*Problem statement*:
Reproduce every line of the data below verbatim, keeping each character and line break unchanged.

** start of Listing **

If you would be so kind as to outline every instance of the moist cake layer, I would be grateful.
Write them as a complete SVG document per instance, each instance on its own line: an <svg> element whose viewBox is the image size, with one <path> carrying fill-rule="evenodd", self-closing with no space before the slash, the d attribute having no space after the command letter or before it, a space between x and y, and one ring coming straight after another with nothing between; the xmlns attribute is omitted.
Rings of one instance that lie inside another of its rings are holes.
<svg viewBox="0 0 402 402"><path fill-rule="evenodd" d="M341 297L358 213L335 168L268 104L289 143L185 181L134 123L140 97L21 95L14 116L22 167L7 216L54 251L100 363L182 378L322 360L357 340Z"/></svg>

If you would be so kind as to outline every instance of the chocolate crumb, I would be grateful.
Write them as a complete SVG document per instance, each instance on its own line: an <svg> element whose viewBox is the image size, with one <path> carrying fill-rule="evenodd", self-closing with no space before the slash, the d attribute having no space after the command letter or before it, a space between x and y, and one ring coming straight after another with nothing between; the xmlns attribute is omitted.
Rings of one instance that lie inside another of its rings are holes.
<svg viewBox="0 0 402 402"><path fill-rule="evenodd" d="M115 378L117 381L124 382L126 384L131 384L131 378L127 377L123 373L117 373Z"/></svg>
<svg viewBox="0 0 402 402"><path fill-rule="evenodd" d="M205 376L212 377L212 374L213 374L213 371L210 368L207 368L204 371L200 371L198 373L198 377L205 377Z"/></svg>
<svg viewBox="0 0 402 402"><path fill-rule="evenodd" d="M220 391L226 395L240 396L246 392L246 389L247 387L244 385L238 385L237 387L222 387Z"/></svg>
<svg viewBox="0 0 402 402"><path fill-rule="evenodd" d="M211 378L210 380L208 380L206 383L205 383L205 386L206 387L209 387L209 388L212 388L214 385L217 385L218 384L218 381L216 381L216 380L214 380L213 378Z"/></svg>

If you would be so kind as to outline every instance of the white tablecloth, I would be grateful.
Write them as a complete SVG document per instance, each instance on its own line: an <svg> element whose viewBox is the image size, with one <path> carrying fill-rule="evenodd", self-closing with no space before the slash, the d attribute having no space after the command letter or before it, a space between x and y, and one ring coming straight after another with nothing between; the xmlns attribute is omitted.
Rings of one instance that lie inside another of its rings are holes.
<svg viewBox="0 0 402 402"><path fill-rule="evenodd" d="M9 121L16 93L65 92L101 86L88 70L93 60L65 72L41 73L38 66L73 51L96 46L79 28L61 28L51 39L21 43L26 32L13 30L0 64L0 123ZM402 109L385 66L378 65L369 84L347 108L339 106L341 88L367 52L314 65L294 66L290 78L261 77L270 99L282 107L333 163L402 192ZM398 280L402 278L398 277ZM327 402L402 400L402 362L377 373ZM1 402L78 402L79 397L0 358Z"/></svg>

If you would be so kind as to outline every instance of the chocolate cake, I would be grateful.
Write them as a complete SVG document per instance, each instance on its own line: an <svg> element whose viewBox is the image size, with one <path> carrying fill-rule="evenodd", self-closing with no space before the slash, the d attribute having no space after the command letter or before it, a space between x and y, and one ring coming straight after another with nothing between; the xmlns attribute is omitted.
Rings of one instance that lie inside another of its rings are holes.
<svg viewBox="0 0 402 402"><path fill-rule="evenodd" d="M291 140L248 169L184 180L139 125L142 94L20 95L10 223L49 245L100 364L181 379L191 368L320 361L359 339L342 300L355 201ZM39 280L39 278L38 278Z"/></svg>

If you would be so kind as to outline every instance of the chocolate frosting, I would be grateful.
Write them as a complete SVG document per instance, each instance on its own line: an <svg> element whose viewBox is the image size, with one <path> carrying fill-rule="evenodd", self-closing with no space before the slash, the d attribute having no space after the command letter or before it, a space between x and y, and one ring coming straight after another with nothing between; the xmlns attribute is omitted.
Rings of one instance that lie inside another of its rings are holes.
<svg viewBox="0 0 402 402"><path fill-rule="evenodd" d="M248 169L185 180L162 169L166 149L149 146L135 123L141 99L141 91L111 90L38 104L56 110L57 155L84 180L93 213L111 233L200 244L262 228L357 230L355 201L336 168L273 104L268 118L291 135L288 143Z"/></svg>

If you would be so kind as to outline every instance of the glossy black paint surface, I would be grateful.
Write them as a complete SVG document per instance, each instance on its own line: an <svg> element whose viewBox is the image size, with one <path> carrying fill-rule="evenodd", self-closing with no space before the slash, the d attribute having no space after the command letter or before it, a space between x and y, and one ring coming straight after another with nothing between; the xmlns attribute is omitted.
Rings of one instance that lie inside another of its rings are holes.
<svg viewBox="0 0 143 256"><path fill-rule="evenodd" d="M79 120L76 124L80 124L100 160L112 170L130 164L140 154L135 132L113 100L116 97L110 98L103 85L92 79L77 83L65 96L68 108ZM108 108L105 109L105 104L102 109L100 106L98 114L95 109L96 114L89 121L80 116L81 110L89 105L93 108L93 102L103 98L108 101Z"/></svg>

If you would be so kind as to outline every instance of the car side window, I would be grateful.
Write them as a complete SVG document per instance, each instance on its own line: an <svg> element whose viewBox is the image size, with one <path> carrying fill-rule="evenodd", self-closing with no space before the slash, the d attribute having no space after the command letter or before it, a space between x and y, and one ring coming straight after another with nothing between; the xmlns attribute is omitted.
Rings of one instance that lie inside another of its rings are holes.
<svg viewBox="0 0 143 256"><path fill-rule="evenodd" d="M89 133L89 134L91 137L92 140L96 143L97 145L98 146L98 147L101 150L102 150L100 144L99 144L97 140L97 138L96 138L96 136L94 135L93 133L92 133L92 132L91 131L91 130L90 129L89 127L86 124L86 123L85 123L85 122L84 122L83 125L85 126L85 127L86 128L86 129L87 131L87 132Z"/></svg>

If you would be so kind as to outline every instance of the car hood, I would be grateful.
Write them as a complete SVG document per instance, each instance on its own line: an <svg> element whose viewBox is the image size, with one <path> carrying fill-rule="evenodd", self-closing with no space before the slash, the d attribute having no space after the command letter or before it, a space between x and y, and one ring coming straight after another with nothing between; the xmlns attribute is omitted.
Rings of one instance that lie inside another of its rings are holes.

** end of Listing **

*The answer*:
If you would be so kind as to outline every instance of the moist cake layer, I would be grateful.
Write them as a complete SVG document per instance, each instance on its own line: an <svg> element whose viewBox is the image size, with one <path> carrying fill-rule="evenodd", self-closing with no space before the slash, the d attribute having no space after the command letter or before it, a space between x and y, and one ring coming straight after another with nothing between; the xmlns attribute is omitted.
Rings of one instance that lie inside another of its rings are holes.
<svg viewBox="0 0 402 402"><path fill-rule="evenodd" d="M341 297L358 213L335 168L268 104L289 143L185 181L134 123L140 97L21 95L14 116L22 167L7 216L54 251L100 363L182 378L322 360L357 340Z"/></svg>

If you would be so kind as to outline every instance of the chocolate crumb, I would be grateful.
Write them as a complete SVG document per instance, each instance on its own line: an <svg> element whose viewBox is the image size, with one <path> carrying fill-rule="evenodd", self-closing with no space before the slash, the d attribute having no space after the command letter or before it, a space between x and y, and one ring coming straight after another with nothing between; the xmlns attribute is omitted.
Rings of one instance that lie inside another of its rings are holes.
<svg viewBox="0 0 402 402"><path fill-rule="evenodd" d="M115 378L117 381L124 382L126 384L131 384L131 378L127 377L123 373L117 373Z"/></svg>
<svg viewBox="0 0 402 402"><path fill-rule="evenodd" d="M205 376L212 377L212 374L213 374L213 371L210 368L207 368L204 371L200 371L198 373L198 377L205 377Z"/></svg>
<svg viewBox="0 0 402 402"><path fill-rule="evenodd" d="M220 391L226 395L240 396L246 392L246 389L247 387L244 385L238 385L237 387L222 387Z"/></svg>
<svg viewBox="0 0 402 402"><path fill-rule="evenodd" d="M211 378L210 380L208 380L206 383L205 383L205 386L206 387L209 387L209 388L212 388L214 385L217 385L218 384L218 381L216 381L216 380L214 380L213 378Z"/></svg>

If you would be so kind as to outline every instance of the white tablecloth, I would be grateful.
Write them as a complete SVG document per instance, each instance on its own line: an <svg> element whose viewBox is the image size, with one <path> carrying fill-rule="evenodd", self-closing with no space before the slash, the d attribute having no space after the command letter or before it, a space between x and y, and one ring coming straight after another with nothing between; the xmlns attribute is omitted.
Rings of one instance that lie inside another of its rings are holes.
<svg viewBox="0 0 402 402"><path fill-rule="evenodd" d="M9 121L16 93L65 92L101 86L88 70L93 60L65 72L41 73L38 66L73 51L96 46L79 28L61 28L51 39L21 43L26 32L13 30L0 64L0 123ZM402 109L385 66L378 65L369 84L347 108L339 106L341 88L367 52L314 65L294 66L290 78L261 77L270 99L282 107L333 163L402 192ZM398 280L402 278L398 277ZM327 402L402 400L402 362L377 373ZM1 402L78 402L79 397L0 358Z"/></svg>

If you would be so kind as to outline every instance of the chocolate cake, I would be grateful.
Write them as a complete SVG document per instance, each instance on its own line: an <svg> element whose viewBox is the image size, with one <path> carrying fill-rule="evenodd", self-closing with no space before the slash, the d attribute having no space after the command letter or before it, a space between x and y, and one ring coming straight after another with nothing between; the xmlns attribute is omitted.
Rings of one instance that lie inside another of its rings are holes.
<svg viewBox="0 0 402 402"><path fill-rule="evenodd" d="M291 140L248 169L184 180L139 125L142 94L20 95L10 223L49 245L100 364L181 379L191 368L320 361L359 339L342 300L355 201ZM39 280L39 278L38 278Z"/></svg>

If you would be so kind as to outline every instance of the chocolate frosting, I would be grateful.
Write them as a complete SVG document per instance, each instance on its own line: an <svg> element whose viewBox is the image size, with one <path> carrying fill-rule="evenodd", self-closing with no space before the slash, the d attribute having no space after the command letter or before it, a space between x and y, and one ring coming straight after another with nothing between; the xmlns attribute is omitted.
Rings of one instance that lie inside another of its rings are holes.
<svg viewBox="0 0 402 402"><path fill-rule="evenodd" d="M248 169L185 180L162 169L166 149L149 146L135 123L141 99L141 91L111 90L38 104L56 110L57 155L84 180L93 213L111 233L200 244L262 228L357 230L355 201L336 168L273 104L268 118L291 135L288 143Z"/></svg>

If you would be so kind as to outline every instance of the glossy black paint surface, I would be grateful.
Write them as a complete SVG document per instance, each instance on its own line: an <svg> element whose viewBox is the image size, with one <path> carrying fill-rule="evenodd", self-closing with no space before the slash, the d attribute having no space after the command letter or before it, a space between x and y, and one ring coming straight after another with nothing between; the xmlns attribute is omitted.
Rings of one instance that lie inside another of its rings are holes.
<svg viewBox="0 0 143 256"><path fill-rule="evenodd" d="M79 120L76 124L80 124L100 160L112 170L130 164L140 154L135 132L113 100L116 97L110 98L103 85L92 79L77 83L65 96L68 108ZM108 108L105 109L105 104L102 109L100 106L98 114L95 109L96 114L89 121L80 116L81 110L89 105L93 108L93 102L103 98L108 101Z"/></svg>

If you would be so kind as to outline every instance of the car side window, I would be grateful.
Write them as a complete SVG document per instance, each instance on its own line: an <svg> element whose viewBox is the image size, with one <path> carrying fill-rule="evenodd", self-closing with no space before the slash, the d attribute having no space after the command letter or before it, a space between x and y, and one ring coming straight after another with nothing between; the xmlns attribute is omitted.
Rings of one instance that lie inside another of its rings are holes.
<svg viewBox="0 0 143 256"><path fill-rule="evenodd" d="M89 133L89 134L91 137L92 140L96 143L97 145L98 146L98 147L101 150L102 150L100 144L99 144L97 140L97 138L96 138L96 136L94 135L93 133L92 133L92 132L91 131L91 130L90 129L89 127L86 124L86 123L85 123L85 122L84 122L83 125L85 126L85 127L86 128L86 129L87 131L87 132Z"/></svg>

If you would be so kind as to outline every instance of the car hood, I would be grateful.
Write them as a complete SVG document per instance, each instance on its own line: an <svg> element whose viewBox is the image size, with one <path> carrying fill-rule="evenodd", self-closing with no space before the slash, the d attribute having no space after the command letter or before it, a space between x and y, and one ring coming straight after another with nothing between; the xmlns attribute is omitted.
Rings of one instance that lie inside another of its rings are holes.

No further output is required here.